Texte retenu:
Le droit d’auteur est un ensemble de droits exclusifs accordés par la loi aux créateurs d’œuvres de l’esprit. Ces droits couvrent les créations littéraires, artistiques, musicales, audiovisuelles, ainsi que d’autres formes d’expressions créatives. En France, le droit d’auteur est régi par le Code de la propriété intellectuelle (CPI).
Ce droit confère à l’auteur des droits moraux et patrimoniaux.
Cet article définit le droit d’auteur, explore ses prérogatives et ses mécanismes de protection, et examine les cadres législatifs et jurisprudentiels qui régissent ce domaine.
Qu’est-ce que le droit d’auteur ?
Le droit d’auteur protège les œuvres de l’esprit quels qu’en soient le genre, la forme d’expression, le mérite ou la destination. Pour bénéficier de cette protection, une œuvre doit satisfaire à une condition essentielle : l’originalité.
En droit français, l’originalité est définie traditionnellement comme l’empreinte de la personnalité de l’auteur. Cette notion, bien que fondamentale, reste difficile à cerner et est souvent sujet à interprétation. La jurisprudence française a érigé l’originalité en critère indispensable pour toutes les œuvres de l’esprit, (article L. 112-4 du Code de la propriété intellectuelle).
Le droit d’auteur s’applique dès la création de l’œuvre, sans formalité nécessaire : « L’auteur d’une œuvre de l’esprit jouit sur cette œuvre, du seul fait de sa création, d’un droit de propriété incorporelle exclusif et opposable à tous. » art. L111-1 CPC.
Si l’œuvre est reconnue comme originale, l’auteur pourra bénéficier d’une protection au titre de ses droits moraux et droits patrimoniaux.
Droits moraux
Les droits moraux sont perpétuels, inaliénables et imprescriptibles. Il garantissent à l’auteur le respect de son nom, de sa qualité et de son œuvre. Ces droits sont transmissibles aux héritiers de l’auteur. Ils confèrent à l’auteur :
- Le droit de paternité : L’auteur a le droit de revendiquer la paternité de son œuvre, c’est-à-dire de se faire reconnaître comme étant le créateur.

Consigne donnée 1:
Pouvez-vous redonner mot pour mot le passage du texte sur le droit d'auteur qui commence par les mots contenant « Qu’est-ce que le » et se termine par « la propriété intellectuelle). » ?

Données sources:
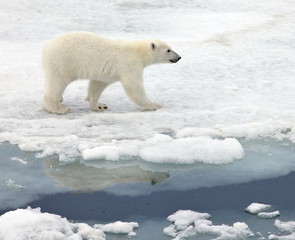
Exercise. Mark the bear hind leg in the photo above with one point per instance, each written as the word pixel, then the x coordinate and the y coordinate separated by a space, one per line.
pixel 95 89
pixel 53 97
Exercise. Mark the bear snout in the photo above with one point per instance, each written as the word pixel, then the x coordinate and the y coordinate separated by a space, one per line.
pixel 175 60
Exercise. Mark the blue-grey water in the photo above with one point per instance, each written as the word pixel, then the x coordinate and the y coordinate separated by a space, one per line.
pixel 102 192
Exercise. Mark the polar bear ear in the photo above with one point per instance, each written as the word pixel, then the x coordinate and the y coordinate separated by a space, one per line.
pixel 153 46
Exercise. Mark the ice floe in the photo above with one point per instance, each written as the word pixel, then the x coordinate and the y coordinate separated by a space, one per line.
pixel 31 223
pixel 222 85
pixel 191 224
pixel 164 149
pixel 255 208
pixel 287 230
pixel 259 210
pixel 118 227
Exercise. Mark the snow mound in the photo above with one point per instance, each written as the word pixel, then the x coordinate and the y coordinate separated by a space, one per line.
pixel 287 228
pixel 31 223
pixel 259 210
pixel 119 227
pixel 273 214
pixel 164 149
pixel 187 223
pixel 255 208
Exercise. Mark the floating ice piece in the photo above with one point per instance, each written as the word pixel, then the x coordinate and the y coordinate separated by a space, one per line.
pixel 118 227
pixel 187 223
pixel 19 160
pixel 195 149
pixel 32 224
pixel 285 228
pixel 268 214
pixel 12 184
pixel 255 208
pixel 164 149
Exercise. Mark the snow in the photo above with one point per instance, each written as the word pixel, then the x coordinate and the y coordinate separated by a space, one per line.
pixel 255 208
pixel 235 78
pixel 187 224
pixel 31 223
pixel 273 214
pixel 287 228
pixel 118 227
pixel 22 161
pixel 164 149
pixel 259 210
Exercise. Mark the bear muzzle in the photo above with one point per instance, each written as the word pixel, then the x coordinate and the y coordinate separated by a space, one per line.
pixel 175 59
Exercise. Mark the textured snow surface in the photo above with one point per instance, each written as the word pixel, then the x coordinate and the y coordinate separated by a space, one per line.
pixel 260 209
pixel 31 223
pixel 187 223
pixel 235 79
pixel 255 208
pixel 164 149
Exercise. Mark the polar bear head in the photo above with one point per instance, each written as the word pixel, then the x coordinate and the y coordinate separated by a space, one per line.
pixel 162 53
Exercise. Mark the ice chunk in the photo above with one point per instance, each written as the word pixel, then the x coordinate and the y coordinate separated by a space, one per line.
pixel 195 149
pixel 33 224
pixel 255 208
pixel 12 184
pixel 119 227
pixel 287 228
pixel 187 223
pixel 19 160
pixel 164 149
pixel 268 214
pixel 183 218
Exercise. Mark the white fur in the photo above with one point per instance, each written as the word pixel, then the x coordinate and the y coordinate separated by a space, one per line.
pixel 82 55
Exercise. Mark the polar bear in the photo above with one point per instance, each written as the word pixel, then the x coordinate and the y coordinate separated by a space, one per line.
pixel 103 61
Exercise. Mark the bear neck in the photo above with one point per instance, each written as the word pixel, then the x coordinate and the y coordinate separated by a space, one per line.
pixel 145 53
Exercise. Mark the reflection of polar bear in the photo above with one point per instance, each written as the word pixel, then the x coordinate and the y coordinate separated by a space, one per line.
pixel 82 55
pixel 79 177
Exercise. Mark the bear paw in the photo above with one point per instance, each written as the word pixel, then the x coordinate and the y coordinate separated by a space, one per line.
pixel 58 110
pixel 99 107
pixel 152 106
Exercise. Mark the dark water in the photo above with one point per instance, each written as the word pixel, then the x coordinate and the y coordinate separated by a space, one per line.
pixel 85 193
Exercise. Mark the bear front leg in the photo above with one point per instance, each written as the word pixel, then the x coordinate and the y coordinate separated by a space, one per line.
pixel 53 96
pixel 95 89
pixel 136 92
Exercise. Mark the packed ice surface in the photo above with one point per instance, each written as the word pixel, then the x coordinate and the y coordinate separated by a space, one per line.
pixel 255 208
pixel 118 227
pixel 31 223
pixel 287 230
pixel 190 224
pixel 273 214
pixel 164 149
pixel 235 78
pixel 260 209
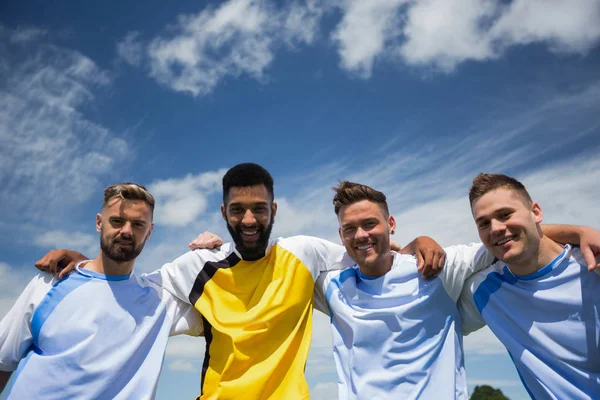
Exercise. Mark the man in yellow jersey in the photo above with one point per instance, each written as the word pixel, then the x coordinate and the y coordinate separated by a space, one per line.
pixel 255 296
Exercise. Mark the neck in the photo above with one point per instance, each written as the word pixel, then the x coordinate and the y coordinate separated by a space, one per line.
pixel 104 265
pixel 545 253
pixel 379 268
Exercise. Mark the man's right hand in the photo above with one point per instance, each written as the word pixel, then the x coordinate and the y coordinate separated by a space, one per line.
pixel 59 261
pixel 206 240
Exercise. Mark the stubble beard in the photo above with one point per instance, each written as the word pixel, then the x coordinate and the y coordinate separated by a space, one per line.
pixel 113 251
pixel 258 250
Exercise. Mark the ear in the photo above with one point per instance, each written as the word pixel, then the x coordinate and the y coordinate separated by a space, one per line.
pixel 537 212
pixel 223 212
pixel 150 231
pixel 391 224
pixel 98 222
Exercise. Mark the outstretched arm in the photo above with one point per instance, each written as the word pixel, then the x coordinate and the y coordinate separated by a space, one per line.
pixel 587 238
pixel 59 261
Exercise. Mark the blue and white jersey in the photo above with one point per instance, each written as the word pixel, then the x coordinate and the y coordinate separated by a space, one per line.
pixel 399 336
pixel 549 322
pixel 90 336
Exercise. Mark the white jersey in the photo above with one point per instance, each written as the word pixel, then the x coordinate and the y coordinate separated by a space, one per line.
pixel 399 336
pixel 90 336
pixel 549 322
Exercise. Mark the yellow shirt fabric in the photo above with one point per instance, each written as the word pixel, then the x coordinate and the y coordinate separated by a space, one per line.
pixel 257 314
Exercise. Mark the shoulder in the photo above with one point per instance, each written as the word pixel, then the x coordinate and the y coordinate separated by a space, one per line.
pixel 309 246
pixel 493 272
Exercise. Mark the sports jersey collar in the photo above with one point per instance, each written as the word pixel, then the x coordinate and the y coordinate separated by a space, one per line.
pixel 269 246
pixel 543 271
pixel 97 275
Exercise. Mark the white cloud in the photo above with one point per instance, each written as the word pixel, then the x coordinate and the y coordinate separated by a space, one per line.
pixel 365 30
pixel 231 40
pixel 82 242
pixel 445 33
pixel 12 282
pixel 180 202
pixel 52 155
pixel 324 391
pixel 130 48
pixel 237 38
pixel 182 366
pixel 22 35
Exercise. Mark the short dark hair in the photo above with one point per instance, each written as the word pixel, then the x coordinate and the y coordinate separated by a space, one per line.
pixel 484 183
pixel 245 175
pixel 347 193
pixel 128 191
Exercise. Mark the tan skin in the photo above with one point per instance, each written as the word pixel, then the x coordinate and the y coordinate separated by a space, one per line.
pixel 509 226
pixel 4 377
pixel 121 218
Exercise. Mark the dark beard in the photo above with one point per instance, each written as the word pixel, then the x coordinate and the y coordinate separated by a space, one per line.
pixel 117 253
pixel 258 251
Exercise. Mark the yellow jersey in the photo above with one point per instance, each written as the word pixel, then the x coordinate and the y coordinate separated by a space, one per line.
pixel 257 315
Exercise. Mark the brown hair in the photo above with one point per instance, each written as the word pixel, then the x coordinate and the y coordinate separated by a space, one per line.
pixel 128 191
pixel 484 183
pixel 347 193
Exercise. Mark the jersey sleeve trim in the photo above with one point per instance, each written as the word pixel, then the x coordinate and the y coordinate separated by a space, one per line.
pixel 60 290
pixel 209 269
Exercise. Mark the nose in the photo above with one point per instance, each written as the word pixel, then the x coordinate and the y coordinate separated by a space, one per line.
pixel 249 218
pixel 361 233
pixel 497 226
pixel 127 229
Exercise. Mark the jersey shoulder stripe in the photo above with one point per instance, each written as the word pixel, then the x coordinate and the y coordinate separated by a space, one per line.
pixel 59 291
pixel 206 273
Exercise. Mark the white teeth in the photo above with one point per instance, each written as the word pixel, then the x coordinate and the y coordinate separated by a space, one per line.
pixel 505 240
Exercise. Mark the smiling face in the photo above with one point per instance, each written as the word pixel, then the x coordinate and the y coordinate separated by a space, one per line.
pixel 124 227
pixel 365 231
pixel 508 226
pixel 250 214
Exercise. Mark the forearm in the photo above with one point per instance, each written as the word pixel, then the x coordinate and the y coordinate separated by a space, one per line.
pixel 4 377
pixel 567 234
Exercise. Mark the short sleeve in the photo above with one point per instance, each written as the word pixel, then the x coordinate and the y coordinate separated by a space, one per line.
pixel 462 261
pixel 320 299
pixel 187 321
pixel 178 277
pixel 318 255
pixel 15 327
pixel 472 319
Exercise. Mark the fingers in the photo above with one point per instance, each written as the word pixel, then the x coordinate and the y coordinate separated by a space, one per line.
pixel 67 270
pixel 432 268
pixel 590 259
pixel 48 263
pixel 420 261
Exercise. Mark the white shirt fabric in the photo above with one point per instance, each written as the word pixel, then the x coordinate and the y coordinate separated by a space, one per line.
pixel 549 322
pixel 399 336
pixel 90 336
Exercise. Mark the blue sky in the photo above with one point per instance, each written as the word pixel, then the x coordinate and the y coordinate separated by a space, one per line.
pixel 411 97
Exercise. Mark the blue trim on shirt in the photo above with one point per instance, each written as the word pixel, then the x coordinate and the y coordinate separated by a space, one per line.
pixel 338 281
pixel 542 271
pixel 97 275
pixel 58 292
pixel 521 376
pixel 490 285
pixel 20 369
pixel 494 281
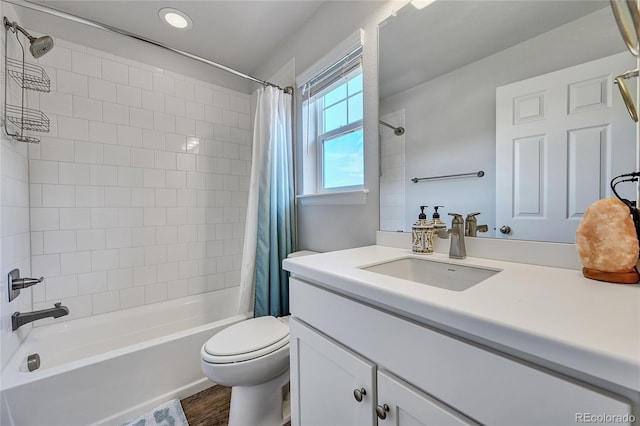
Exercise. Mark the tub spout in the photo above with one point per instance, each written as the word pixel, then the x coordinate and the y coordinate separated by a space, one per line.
pixel 18 319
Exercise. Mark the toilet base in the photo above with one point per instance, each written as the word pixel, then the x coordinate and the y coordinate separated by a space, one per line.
pixel 259 405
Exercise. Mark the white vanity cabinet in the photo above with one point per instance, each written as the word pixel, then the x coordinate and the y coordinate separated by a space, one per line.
pixel 425 376
pixel 334 386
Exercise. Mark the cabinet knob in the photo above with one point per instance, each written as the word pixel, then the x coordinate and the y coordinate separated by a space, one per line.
pixel 381 411
pixel 358 394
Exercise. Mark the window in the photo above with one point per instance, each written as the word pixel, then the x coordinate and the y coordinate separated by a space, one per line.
pixel 333 133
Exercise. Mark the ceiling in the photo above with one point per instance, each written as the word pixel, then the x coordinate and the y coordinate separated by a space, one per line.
pixel 450 34
pixel 237 33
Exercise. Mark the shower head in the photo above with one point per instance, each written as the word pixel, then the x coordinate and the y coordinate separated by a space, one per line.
pixel 38 45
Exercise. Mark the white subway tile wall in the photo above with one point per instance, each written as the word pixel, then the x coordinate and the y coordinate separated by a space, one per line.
pixel 15 239
pixel 139 192
pixel 392 175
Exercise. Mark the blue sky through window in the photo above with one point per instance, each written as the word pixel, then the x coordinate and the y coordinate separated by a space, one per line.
pixel 343 160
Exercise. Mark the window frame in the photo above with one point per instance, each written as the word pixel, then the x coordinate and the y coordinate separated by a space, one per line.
pixel 321 138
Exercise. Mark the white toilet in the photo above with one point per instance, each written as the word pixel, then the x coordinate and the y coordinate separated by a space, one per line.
pixel 252 357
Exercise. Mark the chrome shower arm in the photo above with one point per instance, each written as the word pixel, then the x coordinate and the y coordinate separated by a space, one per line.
pixel 14 25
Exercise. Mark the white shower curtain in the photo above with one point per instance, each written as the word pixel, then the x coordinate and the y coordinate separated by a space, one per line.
pixel 270 225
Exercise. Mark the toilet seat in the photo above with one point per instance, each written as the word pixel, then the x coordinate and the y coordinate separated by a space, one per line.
pixel 246 340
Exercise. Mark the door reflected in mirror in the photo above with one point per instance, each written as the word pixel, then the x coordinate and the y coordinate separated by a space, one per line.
pixel 522 90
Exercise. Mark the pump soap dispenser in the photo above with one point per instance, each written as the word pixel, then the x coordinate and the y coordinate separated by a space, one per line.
pixel 437 222
pixel 422 234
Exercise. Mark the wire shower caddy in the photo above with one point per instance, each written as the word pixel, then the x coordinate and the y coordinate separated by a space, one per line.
pixel 28 77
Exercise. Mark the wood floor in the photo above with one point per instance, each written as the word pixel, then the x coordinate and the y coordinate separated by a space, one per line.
pixel 209 407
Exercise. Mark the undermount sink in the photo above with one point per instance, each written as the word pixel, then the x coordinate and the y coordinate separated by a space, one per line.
pixel 430 272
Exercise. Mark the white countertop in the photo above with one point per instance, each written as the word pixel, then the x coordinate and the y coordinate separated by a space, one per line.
pixel 552 314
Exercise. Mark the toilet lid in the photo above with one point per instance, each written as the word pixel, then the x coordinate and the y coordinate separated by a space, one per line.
pixel 247 339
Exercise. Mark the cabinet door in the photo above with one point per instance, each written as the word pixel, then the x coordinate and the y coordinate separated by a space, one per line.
pixel 406 405
pixel 324 376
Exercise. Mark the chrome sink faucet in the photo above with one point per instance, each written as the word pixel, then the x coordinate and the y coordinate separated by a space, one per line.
pixel 18 319
pixel 471 227
pixel 457 249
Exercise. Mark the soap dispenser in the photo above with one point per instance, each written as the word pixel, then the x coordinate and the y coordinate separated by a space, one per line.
pixel 437 222
pixel 422 234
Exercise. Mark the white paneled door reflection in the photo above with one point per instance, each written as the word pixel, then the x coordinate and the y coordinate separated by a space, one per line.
pixel 560 138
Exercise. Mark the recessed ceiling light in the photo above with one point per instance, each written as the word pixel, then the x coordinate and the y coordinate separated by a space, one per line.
pixel 421 4
pixel 175 18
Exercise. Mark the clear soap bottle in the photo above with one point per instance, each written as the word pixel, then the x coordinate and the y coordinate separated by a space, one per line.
pixel 422 234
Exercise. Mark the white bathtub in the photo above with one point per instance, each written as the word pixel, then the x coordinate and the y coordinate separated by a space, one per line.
pixel 109 368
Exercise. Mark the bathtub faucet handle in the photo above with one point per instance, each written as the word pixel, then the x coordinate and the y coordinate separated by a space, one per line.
pixel 22 283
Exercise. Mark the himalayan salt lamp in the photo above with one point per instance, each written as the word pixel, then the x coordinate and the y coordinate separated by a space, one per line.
pixel 607 242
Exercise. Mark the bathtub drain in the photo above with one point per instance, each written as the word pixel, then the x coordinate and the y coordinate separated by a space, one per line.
pixel 33 362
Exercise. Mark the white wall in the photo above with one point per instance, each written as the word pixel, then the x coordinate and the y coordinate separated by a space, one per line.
pixel 14 213
pixel 450 121
pixel 139 192
pixel 324 228
pixel 131 49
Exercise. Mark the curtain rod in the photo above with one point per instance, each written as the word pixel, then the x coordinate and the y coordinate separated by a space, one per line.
pixel 94 24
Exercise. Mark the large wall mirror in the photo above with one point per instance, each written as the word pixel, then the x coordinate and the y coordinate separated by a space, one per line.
pixel 522 91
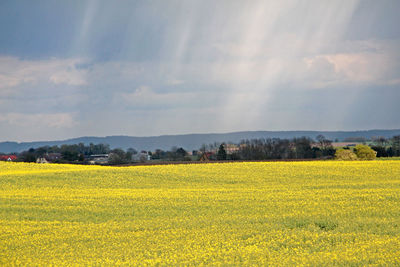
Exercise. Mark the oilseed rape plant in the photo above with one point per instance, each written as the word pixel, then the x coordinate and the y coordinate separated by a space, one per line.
pixel 260 213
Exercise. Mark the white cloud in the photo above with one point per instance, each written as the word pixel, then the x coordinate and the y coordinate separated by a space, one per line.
pixel 39 120
pixel 16 72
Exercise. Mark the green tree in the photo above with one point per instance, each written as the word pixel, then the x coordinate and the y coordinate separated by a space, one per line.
pixel 221 154
pixel 345 154
pixel 365 152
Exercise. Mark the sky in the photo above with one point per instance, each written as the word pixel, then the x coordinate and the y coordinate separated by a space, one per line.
pixel 144 68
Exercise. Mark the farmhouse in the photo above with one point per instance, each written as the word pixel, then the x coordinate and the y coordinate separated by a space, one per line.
pixel 8 157
pixel 99 159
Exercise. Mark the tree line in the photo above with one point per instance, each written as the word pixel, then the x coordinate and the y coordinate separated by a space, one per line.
pixel 253 149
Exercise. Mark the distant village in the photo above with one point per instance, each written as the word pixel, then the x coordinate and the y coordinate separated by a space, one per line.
pixel 255 149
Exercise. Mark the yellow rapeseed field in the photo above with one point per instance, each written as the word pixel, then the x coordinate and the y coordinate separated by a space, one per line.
pixel 277 213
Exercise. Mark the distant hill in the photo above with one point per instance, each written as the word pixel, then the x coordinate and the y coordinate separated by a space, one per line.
pixel 192 141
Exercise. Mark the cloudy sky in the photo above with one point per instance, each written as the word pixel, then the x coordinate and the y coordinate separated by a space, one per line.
pixel 77 68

Consigne donnée 2:
Pourriez-vous transcrire à l'identique, dans les enregistrements, uniquement les lignes allant de celle qui contient « Exercise. Mark the outstretched » jusqu'à celle qui contient « pixel 493 272 », ces deux lignes comprises ?

Réponse rédigée 1:
Qu’est-ce que le droit d’auteur ?
Le droit d’auteur protège les œuvres de l’esprit quels qu’en soient le genre, la forme d’expression, le mérite ou la destination. Pour bénéficier de cette protection, une œuvre doit satisfaire à une condition essentielle : l’originalité.
En droit français, l’originalité est définie traditionnellement comme l’empreinte de la personnalité de l’auteur. Cette notion, bien que fondamentale, reste difficile à cerner et est souvent sujet à interprétation. La jurisprudence française a érigé l’originalité en critère indispensable pour toutes les œuvres de l’esprit, (article L. 112-4 du Code de la propriété intellectuelle).

Réponse rédigée 2:
Exercise. Mark the outstretched arm in the photo above with one point per instance, each written as the word pixel, then the x coordinate and the y coordinate separated by a space, one per line.
pixel 587 238
pixel 59 261
Exercise. Mark the blue and white jersey in the photo above with one point per instance, each written as the word pixel, then the x coordinate and the y coordinate separated by a space, one per line.
pixel 399 336
pixel 549 322
pixel 90 336
Exercise. Mark the white jersey in the photo above with one point per instance, each written as the word pixel, then the x coordinate and the y coordinate separated by a space, one per line.
pixel 399 336
pixel 90 336
pixel 549 322
Exercise. Mark the yellow shirt fabric in the photo above with one point per instance, each written as the word pixel, then the x coordinate and the y coordinate separated by a space, one per line.
pixel 257 314
Exercise. Mark the shoulder in the photo above with one point per instance, each written as the word pixel, then the x coordinate and the y coordinate separated by a space, one per line.
pixel 309 246
pixel 493 272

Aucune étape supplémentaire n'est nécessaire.